# [Sfida a]
Indica quante righe dei record contengono la parola "statue". Scrivi soltanto il numero.

# [Estratto della fonte]
====

A 100 giorni dall'inizio del suo papato ecco il primo testo dell'ex card Bergoglio, scritto a 4 mani con Benedetto XVI: "Non facciamoci rubare la speranza"

“Chi crede, vede”, perché la luce della fede viene da Dio ed è capace di illuminare tutta l’esistenza dell’uomo. Muove da questa considerazione la prima enciclica di papa Francesco, “Lumen Fidei”, che esce a poco più di cento giorni dalla sua elezione per segnare l’Anno della fede tutt’ora in corso. Enciclica a quattro mani perché, spiega Bergoglio, assume il prezioso lavoro già compiuto da Benedetto XVI, che aveva “già quasi completato una prima stesura”. Ora curiosi ed esegeti si eserciteranno a cercare di comprendere quali passaggi sono da far risalire a Francesco e quali a Benedetto.

Si sa per certo che il nuovo pontefice ha rivisto e rimaneggiato l’intero testo ma vi sono almeno due dei quattro capitoli che sono di più chiara ispirazione ratzingeriana: il secondo (“Se non crederete non comprenderete”) dedicato al legame tra fede e verità, al legame tra fede e amore (tema della prima enciclica di Benedetto XVI, “Deus Caritas Est”) e al dialogo tra fede e ragione; e il terzo capitolo (“Vi trasmetto quello che ho ricevuto”) incentrato sull’importanza dell’evangelizzazione e sui sacramenti. Più pastorali e perciò, almeno apparentemente più legati all’ispirazione di Bergoglio, il primo capitolo (“Abbiamo creduto all’amore”) che, partendo dalla figura di Abramo, descrive la fede ricorrendo a tre termini “ascolto, chiamata e promessa” e sottolinea il carattere della paternità della fede che diventa affidamento “all’amore misericordioso di Dio”. E il quarto e ultimo capitolo (“Dio prepara per loro una città”) che mette in evidenza il legame “tra la fede e il bene comune”.

====

# [Estratto del dataset]

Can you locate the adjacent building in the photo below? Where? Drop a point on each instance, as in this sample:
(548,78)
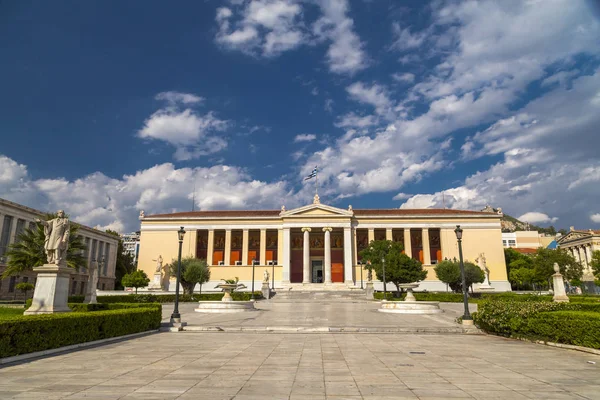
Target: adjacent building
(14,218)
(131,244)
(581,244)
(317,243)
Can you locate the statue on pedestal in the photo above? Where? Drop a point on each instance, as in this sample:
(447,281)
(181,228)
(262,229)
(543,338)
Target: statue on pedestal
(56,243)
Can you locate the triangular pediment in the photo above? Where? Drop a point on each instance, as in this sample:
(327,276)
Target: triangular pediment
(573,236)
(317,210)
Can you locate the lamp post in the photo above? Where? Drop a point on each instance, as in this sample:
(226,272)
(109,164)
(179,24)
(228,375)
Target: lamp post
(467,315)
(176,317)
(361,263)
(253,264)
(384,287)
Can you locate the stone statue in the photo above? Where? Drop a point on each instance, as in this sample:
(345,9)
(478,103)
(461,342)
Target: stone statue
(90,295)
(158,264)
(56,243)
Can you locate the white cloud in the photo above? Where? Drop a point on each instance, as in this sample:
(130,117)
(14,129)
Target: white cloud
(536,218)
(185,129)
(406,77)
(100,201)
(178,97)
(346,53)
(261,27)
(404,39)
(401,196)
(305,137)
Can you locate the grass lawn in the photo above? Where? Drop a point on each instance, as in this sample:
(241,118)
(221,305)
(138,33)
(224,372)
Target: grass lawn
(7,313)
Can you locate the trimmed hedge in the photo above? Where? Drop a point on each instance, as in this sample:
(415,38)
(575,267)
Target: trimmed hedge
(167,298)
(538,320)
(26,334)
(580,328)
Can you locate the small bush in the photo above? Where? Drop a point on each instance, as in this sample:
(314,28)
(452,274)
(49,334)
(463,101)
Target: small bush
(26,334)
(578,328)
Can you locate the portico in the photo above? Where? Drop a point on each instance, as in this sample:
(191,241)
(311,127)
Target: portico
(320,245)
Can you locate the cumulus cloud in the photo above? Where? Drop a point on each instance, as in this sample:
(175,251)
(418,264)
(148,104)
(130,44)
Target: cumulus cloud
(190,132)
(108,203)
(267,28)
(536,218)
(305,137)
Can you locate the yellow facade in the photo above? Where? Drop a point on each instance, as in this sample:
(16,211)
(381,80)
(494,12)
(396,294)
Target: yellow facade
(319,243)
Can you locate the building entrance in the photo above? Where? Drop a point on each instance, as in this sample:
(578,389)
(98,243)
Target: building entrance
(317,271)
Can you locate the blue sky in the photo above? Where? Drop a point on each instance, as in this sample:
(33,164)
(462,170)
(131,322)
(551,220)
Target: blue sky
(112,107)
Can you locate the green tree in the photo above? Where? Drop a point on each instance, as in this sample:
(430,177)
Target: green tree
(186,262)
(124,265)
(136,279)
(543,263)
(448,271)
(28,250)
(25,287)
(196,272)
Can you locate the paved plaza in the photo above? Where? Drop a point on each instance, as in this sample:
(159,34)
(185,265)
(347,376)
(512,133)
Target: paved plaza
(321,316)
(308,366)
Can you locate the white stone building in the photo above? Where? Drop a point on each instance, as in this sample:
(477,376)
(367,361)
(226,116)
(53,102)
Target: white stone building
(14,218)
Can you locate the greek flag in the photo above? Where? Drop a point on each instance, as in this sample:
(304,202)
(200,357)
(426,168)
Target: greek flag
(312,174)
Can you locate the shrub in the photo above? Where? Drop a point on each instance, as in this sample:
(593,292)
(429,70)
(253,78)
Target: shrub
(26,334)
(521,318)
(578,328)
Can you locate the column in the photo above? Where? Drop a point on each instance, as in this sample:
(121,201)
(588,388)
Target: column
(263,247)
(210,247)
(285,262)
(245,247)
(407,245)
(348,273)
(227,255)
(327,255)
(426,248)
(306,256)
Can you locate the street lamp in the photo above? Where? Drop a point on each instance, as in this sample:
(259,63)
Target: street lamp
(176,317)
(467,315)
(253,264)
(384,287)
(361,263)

====

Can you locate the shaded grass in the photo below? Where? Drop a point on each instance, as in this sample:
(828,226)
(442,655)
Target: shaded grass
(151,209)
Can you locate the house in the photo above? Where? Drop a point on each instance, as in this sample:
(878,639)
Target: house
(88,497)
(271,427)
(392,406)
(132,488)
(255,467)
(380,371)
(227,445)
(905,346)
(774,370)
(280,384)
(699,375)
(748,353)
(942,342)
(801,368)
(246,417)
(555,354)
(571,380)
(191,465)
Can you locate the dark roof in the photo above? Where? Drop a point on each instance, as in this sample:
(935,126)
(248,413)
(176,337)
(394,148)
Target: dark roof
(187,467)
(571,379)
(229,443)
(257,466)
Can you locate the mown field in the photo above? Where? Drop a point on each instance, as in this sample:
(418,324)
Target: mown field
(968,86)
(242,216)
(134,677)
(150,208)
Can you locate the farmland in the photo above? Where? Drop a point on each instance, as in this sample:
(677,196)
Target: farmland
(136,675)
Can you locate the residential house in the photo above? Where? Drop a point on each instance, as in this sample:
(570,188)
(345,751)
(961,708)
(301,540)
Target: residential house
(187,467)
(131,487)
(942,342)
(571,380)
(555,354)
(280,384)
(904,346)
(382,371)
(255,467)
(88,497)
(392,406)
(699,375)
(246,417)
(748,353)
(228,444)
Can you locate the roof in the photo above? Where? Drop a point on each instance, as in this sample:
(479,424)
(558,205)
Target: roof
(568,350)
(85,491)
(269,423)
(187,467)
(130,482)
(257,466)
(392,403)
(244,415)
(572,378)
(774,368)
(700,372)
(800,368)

====

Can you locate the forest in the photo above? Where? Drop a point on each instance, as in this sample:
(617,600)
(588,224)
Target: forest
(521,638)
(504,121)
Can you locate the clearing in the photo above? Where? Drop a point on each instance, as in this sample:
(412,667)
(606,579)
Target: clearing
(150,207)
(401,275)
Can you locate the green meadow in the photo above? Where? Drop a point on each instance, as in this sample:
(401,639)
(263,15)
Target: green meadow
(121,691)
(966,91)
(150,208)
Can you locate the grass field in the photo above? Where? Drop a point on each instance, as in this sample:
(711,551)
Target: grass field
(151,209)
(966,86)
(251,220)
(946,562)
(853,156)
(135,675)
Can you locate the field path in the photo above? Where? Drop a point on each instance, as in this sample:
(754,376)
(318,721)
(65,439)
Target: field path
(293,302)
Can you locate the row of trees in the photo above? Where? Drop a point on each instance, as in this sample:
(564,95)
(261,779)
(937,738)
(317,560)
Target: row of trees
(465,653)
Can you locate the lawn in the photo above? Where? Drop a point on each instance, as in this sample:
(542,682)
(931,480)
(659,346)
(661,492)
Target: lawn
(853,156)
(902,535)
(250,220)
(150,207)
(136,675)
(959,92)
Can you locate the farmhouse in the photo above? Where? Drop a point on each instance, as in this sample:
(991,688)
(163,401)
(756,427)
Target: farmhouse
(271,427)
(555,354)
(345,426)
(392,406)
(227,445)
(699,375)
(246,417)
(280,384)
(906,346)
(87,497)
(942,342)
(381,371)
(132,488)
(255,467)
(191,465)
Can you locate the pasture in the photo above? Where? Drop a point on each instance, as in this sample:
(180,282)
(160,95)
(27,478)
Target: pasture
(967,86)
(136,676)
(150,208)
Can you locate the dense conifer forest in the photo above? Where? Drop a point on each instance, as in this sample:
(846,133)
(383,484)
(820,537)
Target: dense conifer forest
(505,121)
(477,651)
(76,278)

====

# [Sfida b]
Stabilisci se ciascuna affermazione concorda con il testo sull'enciclica Lumen Fidei. Rispondi sì o no e riporta tra virgolette le parole del testo che lo decidono. (i) L'enciclica esce a poco più di cento giorni dall'elezione di papa Francesco. (ii) Il terzo capitolo è dedicato al legame tra la fede e il bene comune. (iii) Il primo capitolo descrive la fede partendo dalla figura di Abramo.

# [Risposta scritta a]
4

# [Risposta scritta b]
(i) Sì. Il testo dice che l'enciclica «esce a poco più di cento giorni dalla sua elezione».
(ii) No. Il testo presenta il terzo capitolo come «incentrato sull’importanza dell’evangelizzazione e sui sacramenti». Il legame «tra la fede e il bene comune» riguarda invece il quarto capitolo.
(iii) Sì. Il testo dice che il primo capitolo, «partendo dalla figura di Abramo, descrive la fede».